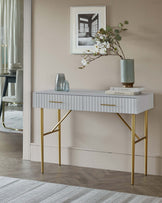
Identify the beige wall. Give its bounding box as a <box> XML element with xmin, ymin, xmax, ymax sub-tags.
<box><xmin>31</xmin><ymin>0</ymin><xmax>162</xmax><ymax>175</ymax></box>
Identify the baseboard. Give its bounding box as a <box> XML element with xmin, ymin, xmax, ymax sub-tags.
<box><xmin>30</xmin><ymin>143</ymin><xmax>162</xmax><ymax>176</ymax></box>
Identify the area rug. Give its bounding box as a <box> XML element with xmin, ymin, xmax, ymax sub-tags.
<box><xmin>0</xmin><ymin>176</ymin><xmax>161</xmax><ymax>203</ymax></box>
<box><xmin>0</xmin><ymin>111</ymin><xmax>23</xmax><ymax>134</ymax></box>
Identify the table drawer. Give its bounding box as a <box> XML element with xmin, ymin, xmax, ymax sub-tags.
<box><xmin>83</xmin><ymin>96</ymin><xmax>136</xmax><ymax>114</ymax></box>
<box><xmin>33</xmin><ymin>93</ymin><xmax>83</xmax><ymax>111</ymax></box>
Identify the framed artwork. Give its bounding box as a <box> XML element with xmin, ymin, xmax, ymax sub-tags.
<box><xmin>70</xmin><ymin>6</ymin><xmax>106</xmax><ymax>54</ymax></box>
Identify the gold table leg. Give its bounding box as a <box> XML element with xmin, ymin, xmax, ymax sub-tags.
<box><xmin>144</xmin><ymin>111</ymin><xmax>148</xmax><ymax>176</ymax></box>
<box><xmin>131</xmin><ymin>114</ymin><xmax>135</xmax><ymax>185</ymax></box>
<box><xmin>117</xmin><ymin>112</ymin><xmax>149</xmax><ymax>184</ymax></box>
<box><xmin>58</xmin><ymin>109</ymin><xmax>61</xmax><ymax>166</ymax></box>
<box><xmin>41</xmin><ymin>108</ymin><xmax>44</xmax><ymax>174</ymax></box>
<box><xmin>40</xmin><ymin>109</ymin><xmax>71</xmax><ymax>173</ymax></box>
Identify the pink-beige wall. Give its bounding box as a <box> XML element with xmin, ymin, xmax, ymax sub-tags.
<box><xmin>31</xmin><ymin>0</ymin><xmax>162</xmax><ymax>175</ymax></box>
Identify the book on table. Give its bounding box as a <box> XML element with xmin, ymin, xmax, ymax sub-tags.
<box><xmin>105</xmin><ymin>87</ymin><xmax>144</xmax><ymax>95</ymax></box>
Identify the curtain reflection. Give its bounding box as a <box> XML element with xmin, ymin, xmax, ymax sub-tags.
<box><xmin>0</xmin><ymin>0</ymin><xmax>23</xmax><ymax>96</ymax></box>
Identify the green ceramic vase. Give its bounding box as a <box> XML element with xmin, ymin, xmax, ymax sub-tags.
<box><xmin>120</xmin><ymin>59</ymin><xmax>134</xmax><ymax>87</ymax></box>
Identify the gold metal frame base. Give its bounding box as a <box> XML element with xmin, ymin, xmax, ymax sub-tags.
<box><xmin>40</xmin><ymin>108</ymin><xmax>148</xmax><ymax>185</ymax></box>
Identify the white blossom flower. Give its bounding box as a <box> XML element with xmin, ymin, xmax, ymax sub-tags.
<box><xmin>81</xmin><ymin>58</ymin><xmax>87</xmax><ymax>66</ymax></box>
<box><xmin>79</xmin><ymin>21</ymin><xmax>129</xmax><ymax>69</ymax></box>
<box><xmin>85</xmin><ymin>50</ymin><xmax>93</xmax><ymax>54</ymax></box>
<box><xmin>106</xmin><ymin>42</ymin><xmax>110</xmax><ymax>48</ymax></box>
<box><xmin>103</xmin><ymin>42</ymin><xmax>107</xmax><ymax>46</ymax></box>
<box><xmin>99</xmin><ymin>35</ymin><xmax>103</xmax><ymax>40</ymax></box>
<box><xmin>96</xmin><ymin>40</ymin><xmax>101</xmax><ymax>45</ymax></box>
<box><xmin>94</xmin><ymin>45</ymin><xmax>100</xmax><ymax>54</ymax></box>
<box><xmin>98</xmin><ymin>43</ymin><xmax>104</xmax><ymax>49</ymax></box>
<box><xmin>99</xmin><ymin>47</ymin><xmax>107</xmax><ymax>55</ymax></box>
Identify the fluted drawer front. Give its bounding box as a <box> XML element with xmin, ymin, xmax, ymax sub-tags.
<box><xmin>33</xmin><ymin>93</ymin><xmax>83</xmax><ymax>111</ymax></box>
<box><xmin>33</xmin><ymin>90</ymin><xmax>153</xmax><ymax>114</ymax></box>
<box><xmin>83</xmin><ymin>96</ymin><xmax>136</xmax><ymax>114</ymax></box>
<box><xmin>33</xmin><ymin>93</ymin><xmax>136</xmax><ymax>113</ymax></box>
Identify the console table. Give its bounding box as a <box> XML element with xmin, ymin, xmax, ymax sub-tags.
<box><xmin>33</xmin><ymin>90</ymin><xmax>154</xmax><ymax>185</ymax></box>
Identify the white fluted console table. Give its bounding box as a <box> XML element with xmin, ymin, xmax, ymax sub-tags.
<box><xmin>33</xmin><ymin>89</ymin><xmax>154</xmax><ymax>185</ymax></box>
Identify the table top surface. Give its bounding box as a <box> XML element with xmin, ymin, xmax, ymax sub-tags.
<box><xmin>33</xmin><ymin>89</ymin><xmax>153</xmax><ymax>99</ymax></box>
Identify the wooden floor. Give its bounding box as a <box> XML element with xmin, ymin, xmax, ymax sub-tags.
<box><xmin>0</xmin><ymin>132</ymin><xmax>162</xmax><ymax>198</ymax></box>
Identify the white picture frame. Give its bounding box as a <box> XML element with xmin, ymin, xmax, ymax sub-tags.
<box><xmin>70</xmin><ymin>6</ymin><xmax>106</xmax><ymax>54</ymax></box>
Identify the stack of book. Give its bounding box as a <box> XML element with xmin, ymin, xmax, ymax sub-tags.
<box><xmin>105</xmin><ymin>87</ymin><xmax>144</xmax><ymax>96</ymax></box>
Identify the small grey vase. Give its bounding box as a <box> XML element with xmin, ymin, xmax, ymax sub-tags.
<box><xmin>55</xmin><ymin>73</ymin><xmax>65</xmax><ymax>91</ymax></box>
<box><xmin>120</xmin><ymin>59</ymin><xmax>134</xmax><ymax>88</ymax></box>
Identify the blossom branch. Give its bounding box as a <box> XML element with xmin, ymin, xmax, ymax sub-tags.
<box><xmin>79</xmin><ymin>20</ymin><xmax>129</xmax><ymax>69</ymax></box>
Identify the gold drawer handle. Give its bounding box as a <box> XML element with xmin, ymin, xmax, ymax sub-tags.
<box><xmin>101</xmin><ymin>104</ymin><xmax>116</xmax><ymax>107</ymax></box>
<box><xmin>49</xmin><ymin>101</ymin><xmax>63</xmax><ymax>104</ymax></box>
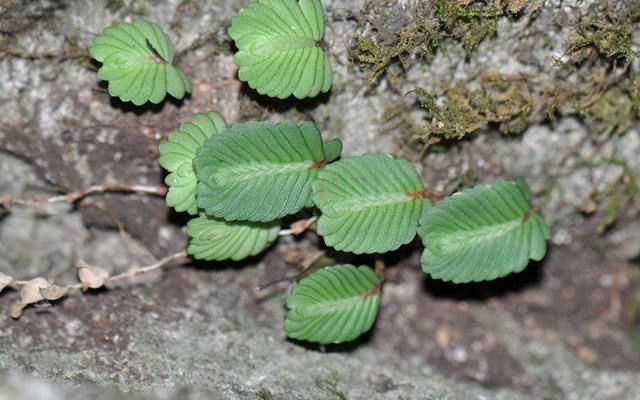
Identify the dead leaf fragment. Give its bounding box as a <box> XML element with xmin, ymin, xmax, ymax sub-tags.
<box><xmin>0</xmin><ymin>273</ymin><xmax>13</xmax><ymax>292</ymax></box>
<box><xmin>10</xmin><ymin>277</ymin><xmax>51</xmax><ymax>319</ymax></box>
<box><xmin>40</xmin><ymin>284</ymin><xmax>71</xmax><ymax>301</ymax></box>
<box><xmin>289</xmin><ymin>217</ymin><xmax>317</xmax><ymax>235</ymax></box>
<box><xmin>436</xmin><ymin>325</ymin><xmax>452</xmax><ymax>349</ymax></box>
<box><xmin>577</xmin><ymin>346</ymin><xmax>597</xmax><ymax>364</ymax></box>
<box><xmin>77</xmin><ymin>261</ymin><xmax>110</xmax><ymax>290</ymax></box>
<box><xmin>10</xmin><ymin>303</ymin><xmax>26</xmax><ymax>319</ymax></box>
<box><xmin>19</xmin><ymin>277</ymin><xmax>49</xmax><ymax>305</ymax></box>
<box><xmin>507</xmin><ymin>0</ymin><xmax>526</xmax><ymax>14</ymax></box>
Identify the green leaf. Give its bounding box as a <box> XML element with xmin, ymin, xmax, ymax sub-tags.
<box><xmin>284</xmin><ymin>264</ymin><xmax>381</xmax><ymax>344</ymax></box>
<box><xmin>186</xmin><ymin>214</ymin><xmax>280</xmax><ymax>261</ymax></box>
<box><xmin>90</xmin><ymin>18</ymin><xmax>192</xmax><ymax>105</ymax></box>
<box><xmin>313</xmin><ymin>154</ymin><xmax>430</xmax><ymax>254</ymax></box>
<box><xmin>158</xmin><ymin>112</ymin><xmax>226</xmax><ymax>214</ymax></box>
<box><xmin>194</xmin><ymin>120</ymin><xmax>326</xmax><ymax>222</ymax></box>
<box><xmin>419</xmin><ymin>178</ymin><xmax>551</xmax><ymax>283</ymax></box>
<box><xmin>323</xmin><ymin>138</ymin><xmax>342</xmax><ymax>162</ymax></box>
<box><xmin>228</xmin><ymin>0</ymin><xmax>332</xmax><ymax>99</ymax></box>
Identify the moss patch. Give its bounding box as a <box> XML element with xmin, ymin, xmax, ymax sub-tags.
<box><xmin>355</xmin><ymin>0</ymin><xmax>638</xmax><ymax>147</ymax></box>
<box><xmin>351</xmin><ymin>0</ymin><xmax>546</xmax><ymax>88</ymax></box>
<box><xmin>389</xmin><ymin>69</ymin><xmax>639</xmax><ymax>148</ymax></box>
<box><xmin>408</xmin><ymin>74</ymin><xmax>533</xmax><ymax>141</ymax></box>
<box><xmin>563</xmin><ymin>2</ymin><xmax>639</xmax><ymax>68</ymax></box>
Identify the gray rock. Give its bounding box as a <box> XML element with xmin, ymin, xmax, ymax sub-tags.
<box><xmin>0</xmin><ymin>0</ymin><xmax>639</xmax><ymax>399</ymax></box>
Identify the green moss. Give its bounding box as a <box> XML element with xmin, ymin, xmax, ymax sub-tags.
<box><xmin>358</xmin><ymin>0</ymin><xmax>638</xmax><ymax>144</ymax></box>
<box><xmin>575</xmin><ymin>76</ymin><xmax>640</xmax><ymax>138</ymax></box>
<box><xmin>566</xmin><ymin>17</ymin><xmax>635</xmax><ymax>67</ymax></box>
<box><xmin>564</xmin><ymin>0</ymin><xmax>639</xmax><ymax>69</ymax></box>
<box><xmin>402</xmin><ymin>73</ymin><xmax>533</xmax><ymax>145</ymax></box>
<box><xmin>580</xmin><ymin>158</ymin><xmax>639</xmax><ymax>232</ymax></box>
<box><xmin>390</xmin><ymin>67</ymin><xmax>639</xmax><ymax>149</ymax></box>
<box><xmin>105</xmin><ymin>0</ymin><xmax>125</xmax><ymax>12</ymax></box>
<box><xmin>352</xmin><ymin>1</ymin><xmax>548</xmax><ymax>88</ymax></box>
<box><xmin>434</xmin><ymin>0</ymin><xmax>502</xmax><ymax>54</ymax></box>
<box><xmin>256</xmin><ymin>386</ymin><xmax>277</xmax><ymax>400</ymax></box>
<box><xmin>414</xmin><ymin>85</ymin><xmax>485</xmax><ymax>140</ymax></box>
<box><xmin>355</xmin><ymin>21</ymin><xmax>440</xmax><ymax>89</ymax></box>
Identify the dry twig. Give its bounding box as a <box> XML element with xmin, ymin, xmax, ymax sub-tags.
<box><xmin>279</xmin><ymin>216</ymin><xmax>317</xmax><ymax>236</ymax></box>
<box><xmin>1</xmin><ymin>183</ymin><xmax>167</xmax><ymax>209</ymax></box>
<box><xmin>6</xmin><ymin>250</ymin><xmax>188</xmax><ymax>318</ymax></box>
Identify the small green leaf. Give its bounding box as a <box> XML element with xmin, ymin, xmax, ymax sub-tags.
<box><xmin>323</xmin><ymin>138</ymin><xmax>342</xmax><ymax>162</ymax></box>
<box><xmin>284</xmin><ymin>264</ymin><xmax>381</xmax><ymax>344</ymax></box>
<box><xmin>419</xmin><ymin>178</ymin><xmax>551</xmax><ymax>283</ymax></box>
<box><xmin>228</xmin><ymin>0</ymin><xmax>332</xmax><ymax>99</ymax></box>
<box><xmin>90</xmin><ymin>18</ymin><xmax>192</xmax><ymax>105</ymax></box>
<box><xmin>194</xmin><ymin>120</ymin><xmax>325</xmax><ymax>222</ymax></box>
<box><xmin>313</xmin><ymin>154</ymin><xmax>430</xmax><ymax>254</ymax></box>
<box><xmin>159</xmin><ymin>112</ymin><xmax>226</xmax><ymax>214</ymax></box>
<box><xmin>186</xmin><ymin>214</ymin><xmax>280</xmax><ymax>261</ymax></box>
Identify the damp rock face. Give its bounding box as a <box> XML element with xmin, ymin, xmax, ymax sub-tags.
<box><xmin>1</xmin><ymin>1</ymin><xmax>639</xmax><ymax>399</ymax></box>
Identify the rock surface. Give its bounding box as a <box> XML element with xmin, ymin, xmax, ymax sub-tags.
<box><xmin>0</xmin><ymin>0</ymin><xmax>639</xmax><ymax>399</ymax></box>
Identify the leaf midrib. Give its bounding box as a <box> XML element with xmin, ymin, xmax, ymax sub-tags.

Assignment:
Everything from the line with "Identify the damp" through the last line of the material above should be echoed exactly, and nothing else.

Result:
Identify the damp rock face. Give its bounding box as a <box> XML element with xmin, ymin, xmax, ymax sub-tags.
<box><xmin>1</xmin><ymin>1</ymin><xmax>639</xmax><ymax>399</ymax></box>
Identify the rock surface. Give its bounding box as a <box> XML element with xmin, ymin, xmax, ymax sub-tags.
<box><xmin>0</xmin><ymin>0</ymin><xmax>639</xmax><ymax>399</ymax></box>
Identify the leaf midrib. Give its bounding box as a <box> XML element with xmin, ymin, xmax, ymax sub-tags.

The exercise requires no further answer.